Problem details
Copy the material from the line with "reads [[1201, 304]]." to the line with "[[76, 425]]", both of those lines included, putting "Label" wherever "Target" appears and leaving everything else the same.

## BEGIN

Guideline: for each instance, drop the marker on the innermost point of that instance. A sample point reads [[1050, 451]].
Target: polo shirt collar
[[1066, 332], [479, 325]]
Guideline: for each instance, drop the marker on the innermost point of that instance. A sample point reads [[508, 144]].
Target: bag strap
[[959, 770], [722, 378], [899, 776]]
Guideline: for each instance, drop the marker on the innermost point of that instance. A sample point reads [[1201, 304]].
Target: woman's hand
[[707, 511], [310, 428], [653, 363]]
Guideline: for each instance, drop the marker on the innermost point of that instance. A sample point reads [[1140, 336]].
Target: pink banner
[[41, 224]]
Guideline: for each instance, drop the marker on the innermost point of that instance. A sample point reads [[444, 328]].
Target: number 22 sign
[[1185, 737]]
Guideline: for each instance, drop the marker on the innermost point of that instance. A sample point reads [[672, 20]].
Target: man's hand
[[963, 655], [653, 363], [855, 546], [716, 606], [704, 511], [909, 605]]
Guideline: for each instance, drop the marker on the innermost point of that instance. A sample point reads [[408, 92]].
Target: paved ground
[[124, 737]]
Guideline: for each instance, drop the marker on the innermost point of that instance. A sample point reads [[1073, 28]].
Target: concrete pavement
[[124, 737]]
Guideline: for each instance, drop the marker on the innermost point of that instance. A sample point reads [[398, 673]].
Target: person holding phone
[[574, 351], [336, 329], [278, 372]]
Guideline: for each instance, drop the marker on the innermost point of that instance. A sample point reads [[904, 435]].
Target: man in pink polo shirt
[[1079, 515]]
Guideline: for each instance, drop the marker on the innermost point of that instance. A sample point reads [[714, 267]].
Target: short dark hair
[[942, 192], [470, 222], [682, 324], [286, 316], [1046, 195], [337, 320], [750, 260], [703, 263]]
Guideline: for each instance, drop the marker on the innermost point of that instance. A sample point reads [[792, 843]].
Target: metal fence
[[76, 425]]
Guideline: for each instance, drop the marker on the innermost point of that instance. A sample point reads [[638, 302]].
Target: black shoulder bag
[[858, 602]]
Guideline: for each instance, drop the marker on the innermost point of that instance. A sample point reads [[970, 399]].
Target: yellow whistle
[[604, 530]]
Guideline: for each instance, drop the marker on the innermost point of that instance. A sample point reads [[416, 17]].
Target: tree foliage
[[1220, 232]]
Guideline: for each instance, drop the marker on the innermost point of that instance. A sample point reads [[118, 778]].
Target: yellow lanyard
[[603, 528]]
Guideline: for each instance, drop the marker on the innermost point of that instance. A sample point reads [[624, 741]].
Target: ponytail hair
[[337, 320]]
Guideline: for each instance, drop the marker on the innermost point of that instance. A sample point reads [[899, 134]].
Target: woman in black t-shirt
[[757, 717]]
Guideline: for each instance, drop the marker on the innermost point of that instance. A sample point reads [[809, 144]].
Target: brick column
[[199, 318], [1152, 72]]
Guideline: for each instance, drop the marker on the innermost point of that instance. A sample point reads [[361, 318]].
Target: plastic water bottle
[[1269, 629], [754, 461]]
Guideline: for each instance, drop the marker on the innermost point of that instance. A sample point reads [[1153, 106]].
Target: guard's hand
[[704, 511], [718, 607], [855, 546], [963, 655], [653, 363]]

## END

Written answer
Guideline: for each instance, drop the marker on the innermost point of that instance. A sample point reads [[1201, 304]].
Label: woman's hand
[[707, 511], [310, 428], [653, 363]]
Guideline: for each instance, drop the marker on the innermost point of that instance. A sample point reads [[1140, 336]].
Label: pink banner
[[41, 224]]
Guideline: for each instance, drop the marker on the innermost point of that instance. A sample point reads [[444, 328]].
Label: number 22 sign
[[1185, 737]]
Guideline: for each instance, drop the marker on the innermost point of that instance. A sample point reads [[672, 20]].
Label: man's hand
[[963, 655], [653, 363], [855, 546], [716, 606], [704, 511], [909, 605]]
Guideline: for each instance, drop the marker on the innermost point of that instance. A sample point reads [[408, 92]].
Label: paved ground
[[124, 737]]
Guideline: for each instance, drop the marker on the innermost point of that instance. A sample point reads [[1073, 28]].
Label: concrete pavement
[[124, 737]]
Guideline: for each instance, drop the marker on the innermost point of that instance. A sample point reads [[398, 673]].
Label: person holding phone
[[574, 351], [336, 329], [278, 372]]
Guideline: for each instance, drop the marker on the innermost point of that instance. A sample point reads [[904, 435]].
Label: man in pink polo shirt
[[1079, 515]]
Guideline: for each instance, drop the marker on the innermost point of that instance. A sample point reads [[714, 267]].
Label: short dark hair
[[942, 192], [470, 222], [682, 324], [286, 316], [1046, 195], [337, 320], [750, 260], [703, 263]]
Guideline: for each instance, drop the marker on the innermost point of that instance. A sample point reads [[792, 843]].
Label: metal fence
[[76, 425]]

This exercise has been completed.